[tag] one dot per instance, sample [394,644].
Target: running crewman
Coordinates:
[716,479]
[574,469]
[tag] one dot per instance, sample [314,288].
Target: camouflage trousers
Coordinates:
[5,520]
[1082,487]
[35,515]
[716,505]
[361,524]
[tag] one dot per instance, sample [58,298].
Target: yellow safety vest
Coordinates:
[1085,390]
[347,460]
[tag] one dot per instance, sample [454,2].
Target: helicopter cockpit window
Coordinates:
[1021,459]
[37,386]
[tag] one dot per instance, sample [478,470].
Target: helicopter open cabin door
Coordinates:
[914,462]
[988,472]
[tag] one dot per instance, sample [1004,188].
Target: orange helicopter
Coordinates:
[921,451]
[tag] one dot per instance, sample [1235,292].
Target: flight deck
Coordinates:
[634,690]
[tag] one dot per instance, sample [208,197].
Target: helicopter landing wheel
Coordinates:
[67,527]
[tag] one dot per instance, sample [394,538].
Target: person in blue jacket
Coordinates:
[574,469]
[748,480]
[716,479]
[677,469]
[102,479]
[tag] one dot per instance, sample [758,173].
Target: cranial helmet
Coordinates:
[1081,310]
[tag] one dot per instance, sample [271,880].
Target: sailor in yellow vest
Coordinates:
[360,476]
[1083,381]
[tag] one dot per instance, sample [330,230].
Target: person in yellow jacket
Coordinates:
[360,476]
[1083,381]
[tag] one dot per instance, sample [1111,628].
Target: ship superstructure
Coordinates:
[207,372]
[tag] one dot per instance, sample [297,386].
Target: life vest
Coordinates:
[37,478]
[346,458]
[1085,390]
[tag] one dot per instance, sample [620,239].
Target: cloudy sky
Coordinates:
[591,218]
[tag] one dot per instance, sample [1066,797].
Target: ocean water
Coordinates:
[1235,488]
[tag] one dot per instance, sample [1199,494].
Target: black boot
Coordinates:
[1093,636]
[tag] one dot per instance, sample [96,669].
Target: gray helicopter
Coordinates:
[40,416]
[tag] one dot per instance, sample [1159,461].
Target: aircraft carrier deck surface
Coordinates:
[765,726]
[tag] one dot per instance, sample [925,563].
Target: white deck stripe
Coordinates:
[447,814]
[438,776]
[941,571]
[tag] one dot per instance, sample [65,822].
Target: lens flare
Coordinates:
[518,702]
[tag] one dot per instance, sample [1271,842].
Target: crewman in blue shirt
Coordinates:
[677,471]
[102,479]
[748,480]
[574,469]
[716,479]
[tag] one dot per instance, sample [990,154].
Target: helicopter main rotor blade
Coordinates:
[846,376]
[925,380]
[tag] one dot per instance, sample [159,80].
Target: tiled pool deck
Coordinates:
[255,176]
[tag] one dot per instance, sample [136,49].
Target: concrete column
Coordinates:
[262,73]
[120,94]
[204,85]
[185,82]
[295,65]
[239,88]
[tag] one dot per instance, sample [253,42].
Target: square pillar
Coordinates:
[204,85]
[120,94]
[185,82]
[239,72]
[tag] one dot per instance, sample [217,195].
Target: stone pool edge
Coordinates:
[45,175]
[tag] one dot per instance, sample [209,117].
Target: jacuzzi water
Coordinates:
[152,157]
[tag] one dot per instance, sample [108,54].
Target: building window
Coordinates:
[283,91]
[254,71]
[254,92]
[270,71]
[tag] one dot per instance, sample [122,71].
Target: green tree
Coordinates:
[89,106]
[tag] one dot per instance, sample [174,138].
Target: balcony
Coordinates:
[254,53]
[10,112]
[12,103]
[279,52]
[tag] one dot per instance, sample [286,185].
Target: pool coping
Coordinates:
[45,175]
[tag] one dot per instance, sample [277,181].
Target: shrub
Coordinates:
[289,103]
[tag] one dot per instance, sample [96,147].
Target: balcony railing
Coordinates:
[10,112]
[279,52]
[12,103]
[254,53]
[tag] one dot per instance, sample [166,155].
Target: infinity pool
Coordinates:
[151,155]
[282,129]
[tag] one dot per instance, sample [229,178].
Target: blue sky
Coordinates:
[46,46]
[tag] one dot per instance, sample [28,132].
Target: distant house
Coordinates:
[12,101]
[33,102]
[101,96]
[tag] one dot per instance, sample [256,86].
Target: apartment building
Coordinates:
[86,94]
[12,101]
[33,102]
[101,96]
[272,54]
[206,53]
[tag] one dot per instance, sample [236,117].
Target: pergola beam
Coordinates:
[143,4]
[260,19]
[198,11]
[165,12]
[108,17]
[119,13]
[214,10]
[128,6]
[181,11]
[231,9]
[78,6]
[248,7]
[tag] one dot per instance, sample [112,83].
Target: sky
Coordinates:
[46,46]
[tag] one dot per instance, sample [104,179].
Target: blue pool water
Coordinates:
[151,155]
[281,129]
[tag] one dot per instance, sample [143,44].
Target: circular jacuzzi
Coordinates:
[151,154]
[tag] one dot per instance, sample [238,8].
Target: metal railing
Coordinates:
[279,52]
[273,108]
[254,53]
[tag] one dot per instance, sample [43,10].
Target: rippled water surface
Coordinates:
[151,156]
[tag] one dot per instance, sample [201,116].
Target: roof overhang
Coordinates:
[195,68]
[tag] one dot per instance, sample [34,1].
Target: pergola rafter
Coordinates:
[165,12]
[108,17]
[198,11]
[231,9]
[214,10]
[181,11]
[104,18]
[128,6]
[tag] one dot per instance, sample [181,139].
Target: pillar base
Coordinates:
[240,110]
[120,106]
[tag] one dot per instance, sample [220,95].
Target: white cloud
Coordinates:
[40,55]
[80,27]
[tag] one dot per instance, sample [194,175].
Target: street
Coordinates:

### [Problem requirements]
Carry over the rows starting at the line that contains "[tag] one dot per instance, sample [181,139]." and ending at the last row, requests included, with 74 added to every coordinate in the answers. Leave the numbers in the requests unchanged.

### [Exercise answer]
[tag] one dot per instance, sample [181,139].
Target: pillar base
Coordinates:
[314,184]
[194,180]
[tag] one dot per instance, sample [220,95].
Target: white cloud
Coordinates:
[114,129]
[154,101]
[tag] one dot per instance, sample [194,175].
Target: street
Coordinates:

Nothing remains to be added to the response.